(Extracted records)
-- -- --
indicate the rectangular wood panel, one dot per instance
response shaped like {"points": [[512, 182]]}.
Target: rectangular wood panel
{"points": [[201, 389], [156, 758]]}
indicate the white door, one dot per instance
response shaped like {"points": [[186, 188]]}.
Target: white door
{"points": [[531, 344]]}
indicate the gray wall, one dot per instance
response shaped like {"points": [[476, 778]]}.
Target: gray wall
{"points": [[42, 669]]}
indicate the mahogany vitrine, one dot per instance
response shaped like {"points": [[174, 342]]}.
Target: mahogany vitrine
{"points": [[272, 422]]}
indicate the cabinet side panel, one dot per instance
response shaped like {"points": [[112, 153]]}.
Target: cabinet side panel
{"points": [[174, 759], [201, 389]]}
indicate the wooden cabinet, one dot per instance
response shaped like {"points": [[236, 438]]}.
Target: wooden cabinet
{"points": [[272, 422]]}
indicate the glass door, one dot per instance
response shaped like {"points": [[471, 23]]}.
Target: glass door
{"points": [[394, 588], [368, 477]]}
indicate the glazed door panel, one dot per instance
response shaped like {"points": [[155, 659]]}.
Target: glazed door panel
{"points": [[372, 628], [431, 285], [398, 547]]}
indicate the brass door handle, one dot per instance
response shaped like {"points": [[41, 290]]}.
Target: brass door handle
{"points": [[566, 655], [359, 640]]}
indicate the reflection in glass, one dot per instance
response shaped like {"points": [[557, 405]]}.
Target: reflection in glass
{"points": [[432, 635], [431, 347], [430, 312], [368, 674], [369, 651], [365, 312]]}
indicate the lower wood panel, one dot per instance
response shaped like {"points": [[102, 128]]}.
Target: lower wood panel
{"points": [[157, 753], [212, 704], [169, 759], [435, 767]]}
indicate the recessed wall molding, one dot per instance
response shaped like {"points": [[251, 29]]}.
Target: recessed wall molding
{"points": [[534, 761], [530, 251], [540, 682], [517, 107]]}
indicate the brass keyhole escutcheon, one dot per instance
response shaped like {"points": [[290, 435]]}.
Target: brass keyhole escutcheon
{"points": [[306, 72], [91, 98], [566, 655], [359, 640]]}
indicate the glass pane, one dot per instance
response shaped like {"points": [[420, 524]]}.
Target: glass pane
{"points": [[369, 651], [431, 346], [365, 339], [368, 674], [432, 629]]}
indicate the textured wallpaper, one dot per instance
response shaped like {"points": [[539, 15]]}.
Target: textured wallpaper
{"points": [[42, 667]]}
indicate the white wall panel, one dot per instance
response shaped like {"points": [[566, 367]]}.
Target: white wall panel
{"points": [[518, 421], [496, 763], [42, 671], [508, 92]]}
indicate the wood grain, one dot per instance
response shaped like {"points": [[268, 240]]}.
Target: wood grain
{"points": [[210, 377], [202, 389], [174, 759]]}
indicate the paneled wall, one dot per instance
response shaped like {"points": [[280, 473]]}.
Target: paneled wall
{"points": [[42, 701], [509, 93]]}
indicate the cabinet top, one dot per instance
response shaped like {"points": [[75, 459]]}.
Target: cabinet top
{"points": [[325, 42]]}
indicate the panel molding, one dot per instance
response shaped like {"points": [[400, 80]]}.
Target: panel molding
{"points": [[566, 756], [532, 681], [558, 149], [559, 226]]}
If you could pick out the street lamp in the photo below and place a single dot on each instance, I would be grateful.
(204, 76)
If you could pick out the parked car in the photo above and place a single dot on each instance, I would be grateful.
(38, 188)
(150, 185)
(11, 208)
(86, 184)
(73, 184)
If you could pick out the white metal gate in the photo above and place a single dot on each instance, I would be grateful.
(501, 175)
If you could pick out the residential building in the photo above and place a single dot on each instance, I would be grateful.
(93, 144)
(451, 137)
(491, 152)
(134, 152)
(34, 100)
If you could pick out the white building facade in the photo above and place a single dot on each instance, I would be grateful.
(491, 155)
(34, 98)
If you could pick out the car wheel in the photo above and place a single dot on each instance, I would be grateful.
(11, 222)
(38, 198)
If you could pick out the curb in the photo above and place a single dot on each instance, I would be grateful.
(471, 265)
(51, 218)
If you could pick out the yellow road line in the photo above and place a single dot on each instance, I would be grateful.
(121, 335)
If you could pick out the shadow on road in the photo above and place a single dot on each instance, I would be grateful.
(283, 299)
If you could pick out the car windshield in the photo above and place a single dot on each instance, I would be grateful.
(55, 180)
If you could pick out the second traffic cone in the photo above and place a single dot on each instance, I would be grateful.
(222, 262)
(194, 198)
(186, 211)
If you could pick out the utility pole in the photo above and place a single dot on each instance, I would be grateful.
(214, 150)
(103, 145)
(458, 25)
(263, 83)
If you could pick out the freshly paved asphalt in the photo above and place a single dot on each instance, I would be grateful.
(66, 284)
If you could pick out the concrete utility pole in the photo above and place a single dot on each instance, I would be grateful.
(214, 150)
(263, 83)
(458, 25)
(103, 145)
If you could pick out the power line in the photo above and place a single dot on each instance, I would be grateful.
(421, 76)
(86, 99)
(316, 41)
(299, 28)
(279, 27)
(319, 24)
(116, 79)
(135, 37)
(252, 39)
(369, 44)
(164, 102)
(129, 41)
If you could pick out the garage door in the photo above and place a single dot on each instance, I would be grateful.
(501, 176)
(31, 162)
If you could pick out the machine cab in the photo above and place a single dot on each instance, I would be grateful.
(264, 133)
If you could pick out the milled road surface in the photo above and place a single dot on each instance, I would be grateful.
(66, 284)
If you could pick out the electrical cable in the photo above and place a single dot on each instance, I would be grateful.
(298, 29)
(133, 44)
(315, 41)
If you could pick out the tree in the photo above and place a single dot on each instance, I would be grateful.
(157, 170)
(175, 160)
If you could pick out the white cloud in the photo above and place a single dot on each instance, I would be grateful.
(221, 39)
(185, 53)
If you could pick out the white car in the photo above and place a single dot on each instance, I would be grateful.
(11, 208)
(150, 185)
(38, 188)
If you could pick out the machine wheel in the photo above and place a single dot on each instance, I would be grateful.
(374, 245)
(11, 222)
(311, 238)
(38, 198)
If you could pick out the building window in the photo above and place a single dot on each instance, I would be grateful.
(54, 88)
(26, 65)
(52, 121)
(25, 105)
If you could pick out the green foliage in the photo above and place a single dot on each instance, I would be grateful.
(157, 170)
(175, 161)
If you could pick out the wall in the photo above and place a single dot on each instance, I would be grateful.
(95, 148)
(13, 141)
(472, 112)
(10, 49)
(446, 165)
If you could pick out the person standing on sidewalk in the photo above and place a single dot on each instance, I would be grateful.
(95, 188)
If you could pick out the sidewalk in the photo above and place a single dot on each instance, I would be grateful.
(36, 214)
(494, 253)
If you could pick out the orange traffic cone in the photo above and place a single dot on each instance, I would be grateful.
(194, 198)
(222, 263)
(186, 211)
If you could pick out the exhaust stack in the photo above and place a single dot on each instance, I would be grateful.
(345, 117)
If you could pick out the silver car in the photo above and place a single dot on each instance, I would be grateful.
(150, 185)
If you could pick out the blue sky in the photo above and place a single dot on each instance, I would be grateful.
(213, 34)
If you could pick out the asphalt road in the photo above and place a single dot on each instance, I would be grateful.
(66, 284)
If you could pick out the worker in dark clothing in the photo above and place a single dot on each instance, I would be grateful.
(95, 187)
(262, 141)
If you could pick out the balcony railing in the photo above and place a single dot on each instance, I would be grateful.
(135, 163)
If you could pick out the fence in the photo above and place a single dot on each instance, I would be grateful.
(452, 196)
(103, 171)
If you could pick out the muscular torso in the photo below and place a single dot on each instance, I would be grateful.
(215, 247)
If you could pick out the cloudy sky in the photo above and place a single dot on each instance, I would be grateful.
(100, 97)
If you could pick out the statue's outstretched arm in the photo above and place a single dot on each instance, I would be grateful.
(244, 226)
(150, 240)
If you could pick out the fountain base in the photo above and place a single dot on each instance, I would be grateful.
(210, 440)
-- -- --
▶ **Problem statement**
Print only the lines from the one with "If you could pick out the balcony" to the end of the records, both included.

▶ **Exercise answer**
If you could pick out the balcony railing in the photo above and place a single dot on each instance, I would be grateful.
(135, 163)
If you could pick out the fence in the photo above and place a single dot on each instance, I would be grateful.
(452, 196)
(103, 171)
If you could pick out the muscular torso in the photo below and place a single dot on each instance, I would be grateful.
(215, 247)
If you could pick out the cloudy sky in the photo above and place a single dot on each instance, I would be grateful.
(100, 97)
If you could pick out the statue's outstretched arm in the photo above and place a single dot on each instance, I would be grateful.
(244, 226)
(150, 240)
If you could pick out the fountain base in the photo above and place a single dot on each instance, I would be grateful.
(210, 440)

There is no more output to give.